Anyone planning to retire one day needs to consider enrolling in their employer's 401(k) plan. These plans are one of the premier ways to save money, thereby supplying individuals with a reliable source of retirement income.
Even employees that are relatively new to the workplace should consider participating in their employer's 401(k) plan. Here's a simple example that demonstrates why it's so important to start today.
Let's say that Emily just graduated from college, and she is planning to work until she's age 62. That's roughly 40 years in the workplace. At age 62, it's reasonable to assume Emily will live until age 85. This gives her 40 years to save enough money to produce income that will last another 23 years in retirement.
If Emily waits until she's in the middle of her career before she starts contributing to a retirement plan, she'll need to set aside a lot more money to reach her savings targets. It's a pay me now, or pay me later, situation.
We've put together a significant number of articles that cover several 401(k) topics. This includes withdrawals, loans, rollovers, rules, and contributions. We also provide a number of tools that can be used to run through some high-level retirement planning scenarios.

[INFORMATION PROVIDED]:
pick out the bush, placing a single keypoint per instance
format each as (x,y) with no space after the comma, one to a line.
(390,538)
==
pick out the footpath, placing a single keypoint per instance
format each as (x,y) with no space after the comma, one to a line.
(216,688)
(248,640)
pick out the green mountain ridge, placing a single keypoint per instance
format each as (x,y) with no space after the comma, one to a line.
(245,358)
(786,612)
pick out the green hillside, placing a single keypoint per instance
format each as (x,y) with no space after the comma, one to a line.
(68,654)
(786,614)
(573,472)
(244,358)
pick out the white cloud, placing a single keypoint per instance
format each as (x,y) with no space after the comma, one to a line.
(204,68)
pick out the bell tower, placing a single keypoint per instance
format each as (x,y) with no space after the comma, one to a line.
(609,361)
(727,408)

[DIRECTIVES]:
1. In the 401(k) passage, until what age does Emily plan to work?
2. List every 401(k) topic that the 401(k) passage says its articles cover.
3. Pull out everything in the 401(k) passage from "If Emily waits" down to "retirement planning scenarios.".

[RESULTS OF THE TASKS]:
1. Age 62.

2. Withdrawals, loans, rollovers, rules, and contributions.

3.
If Emily waits until she's in the middle of her career before she starts contributing to a retirement plan, she'll need to set aside a lot more money to reach her savings targets. It's a pay me now, or pay me later, situation.
We've put together a significant number of articles that cover several 401(k) topics. This includes withdrawals, loans, rollovers, rules, and contributions. We also provide a number of tools that can be used to run through some high-level retirement planning scenarios.